§ Your goal
Select and copy every line of the items that contains the word "tile", matching case exactly.

§ Record excerpts

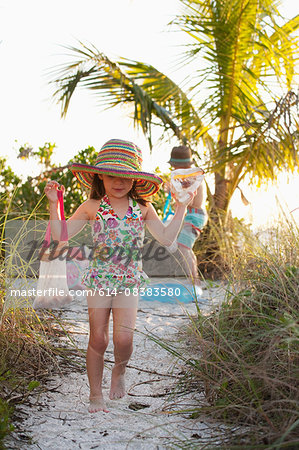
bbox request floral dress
[82,195,148,293]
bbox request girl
[45,139,193,413]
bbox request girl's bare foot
[109,367,126,400]
[88,395,109,413]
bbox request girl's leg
[179,244,200,285]
[109,294,138,400]
[86,307,111,413]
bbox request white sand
[7,279,224,450]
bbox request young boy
[168,145,207,286]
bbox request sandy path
[8,280,227,450]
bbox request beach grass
[152,213,299,449]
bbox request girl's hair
[89,174,148,206]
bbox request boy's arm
[144,194,193,246]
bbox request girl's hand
[44,180,64,204]
[171,191,196,207]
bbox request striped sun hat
[70,139,163,197]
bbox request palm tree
[50,0,299,221]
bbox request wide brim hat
[168,145,194,167]
[69,139,163,197]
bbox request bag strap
[42,190,68,248]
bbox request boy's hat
[70,139,163,197]
[168,145,194,167]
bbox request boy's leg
[109,294,138,400]
[86,299,111,412]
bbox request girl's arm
[45,180,90,241]
[144,194,194,247]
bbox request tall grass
[151,217,299,449]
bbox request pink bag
[33,190,73,309]
[66,246,91,291]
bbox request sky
[0,0,299,224]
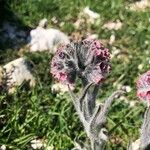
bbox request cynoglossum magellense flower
[137,70,150,100]
[51,39,110,84]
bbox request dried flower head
[137,70,150,100]
[51,39,110,84]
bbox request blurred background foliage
[0,0,150,150]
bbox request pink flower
[137,70,150,100]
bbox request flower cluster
[51,39,110,84]
[137,70,150,100]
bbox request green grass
[0,0,150,150]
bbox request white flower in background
[109,34,116,45]
[74,6,100,29]
[39,18,48,28]
[87,33,98,39]
[102,20,123,30]
[129,139,140,150]
[51,83,74,94]
[138,64,144,70]
[51,16,58,24]
[28,19,69,53]
[129,0,150,11]
[83,6,100,19]
[31,139,44,150]
[45,145,54,150]
[3,57,35,93]
[129,101,137,108]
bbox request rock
[3,57,35,93]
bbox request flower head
[137,70,150,100]
[51,39,110,84]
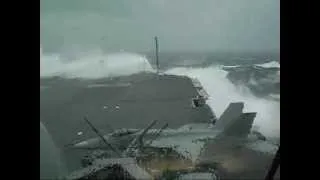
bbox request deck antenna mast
[154,36,160,74]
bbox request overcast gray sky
[40,0,280,51]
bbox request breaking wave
[40,48,153,79]
[166,66,280,137]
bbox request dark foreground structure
[40,73,215,169]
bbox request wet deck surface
[40,73,212,170]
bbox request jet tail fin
[215,102,244,129]
[223,112,257,138]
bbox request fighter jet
[67,102,278,161]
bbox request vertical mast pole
[154,36,159,74]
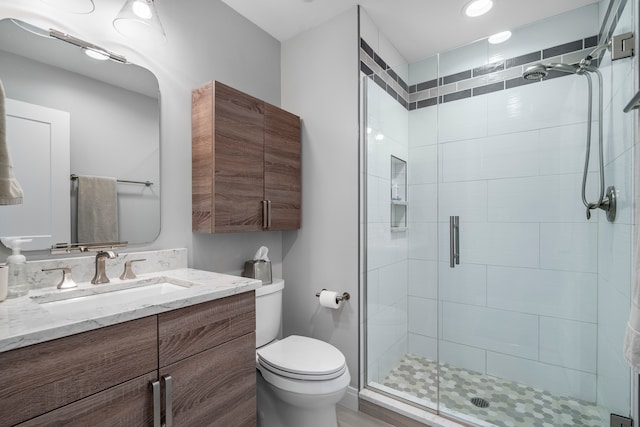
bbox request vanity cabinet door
[158,291,256,427]
[18,371,158,427]
[160,332,256,427]
[158,292,256,368]
[0,316,158,426]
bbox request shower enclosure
[360,0,638,426]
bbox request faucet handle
[42,267,78,289]
[120,258,147,280]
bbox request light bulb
[488,31,511,44]
[84,49,109,61]
[464,0,493,18]
[131,0,151,19]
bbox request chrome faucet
[91,251,118,285]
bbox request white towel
[0,81,23,205]
[78,176,118,243]
[624,231,640,373]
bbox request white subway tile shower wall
[361,2,634,413]
[409,1,630,407]
[361,14,410,382]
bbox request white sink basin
[31,277,191,313]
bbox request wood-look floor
[336,405,393,427]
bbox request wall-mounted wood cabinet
[192,82,302,233]
[0,292,256,427]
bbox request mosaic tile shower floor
[382,354,605,427]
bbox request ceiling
[222,0,598,63]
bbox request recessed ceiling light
[42,0,96,13]
[463,0,493,18]
[488,31,511,44]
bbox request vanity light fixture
[49,29,127,64]
[487,31,511,44]
[462,0,493,18]
[84,47,109,61]
[113,0,167,42]
[41,0,96,14]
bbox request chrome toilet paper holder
[316,288,351,303]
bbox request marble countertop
[0,268,261,352]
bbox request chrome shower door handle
[449,215,460,268]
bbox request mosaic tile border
[380,353,603,427]
[360,36,598,111]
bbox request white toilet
[256,280,351,427]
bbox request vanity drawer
[17,371,158,427]
[158,292,256,367]
[0,316,158,425]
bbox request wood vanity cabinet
[0,292,256,427]
[192,82,302,233]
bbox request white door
[0,99,71,250]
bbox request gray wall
[282,8,359,387]
[0,0,282,275]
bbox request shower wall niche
[390,156,407,232]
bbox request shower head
[522,62,578,80]
[522,64,549,80]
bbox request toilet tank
[256,279,284,348]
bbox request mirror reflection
[0,19,160,250]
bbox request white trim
[338,386,358,412]
[360,389,464,427]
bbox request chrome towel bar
[69,173,153,187]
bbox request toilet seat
[257,335,347,381]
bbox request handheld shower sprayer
[522,47,616,222]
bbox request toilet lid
[257,335,346,380]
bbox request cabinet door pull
[161,375,173,427]
[262,200,269,229]
[151,381,162,427]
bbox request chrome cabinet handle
[261,200,269,229]
[151,381,161,427]
[262,200,271,230]
[449,215,460,268]
[161,375,173,427]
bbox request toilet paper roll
[318,291,341,310]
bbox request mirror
[0,19,160,250]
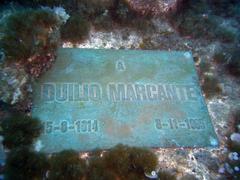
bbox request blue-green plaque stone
[33,49,218,152]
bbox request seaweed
[103,144,158,178]
[4,147,49,180]
[1,113,43,149]
[48,150,86,180]
[61,14,90,43]
[0,9,59,61]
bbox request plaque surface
[32,49,218,152]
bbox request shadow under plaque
[32,48,218,153]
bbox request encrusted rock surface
[0,63,29,104]
[126,0,182,16]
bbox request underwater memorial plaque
[32,48,218,152]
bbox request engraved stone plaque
[32,49,218,152]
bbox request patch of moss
[4,147,49,180]
[104,145,158,178]
[158,170,177,180]
[214,48,240,77]
[226,48,240,76]
[0,10,58,60]
[48,150,86,180]
[171,0,239,42]
[87,156,116,180]
[61,14,90,43]
[1,114,43,149]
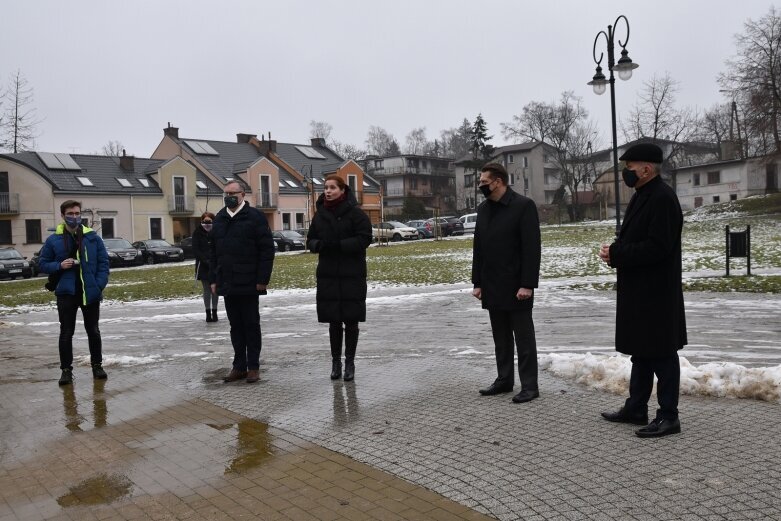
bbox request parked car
[458,213,477,233]
[0,248,33,279]
[372,221,420,241]
[271,230,306,251]
[103,237,144,268]
[407,219,434,239]
[133,239,184,264]
[174,237,195,259]
[426,216,464,237]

§ In response
bbox request white subway tile shower wall
bbox request mosaic tile shower floor
bbox request mosaic tile border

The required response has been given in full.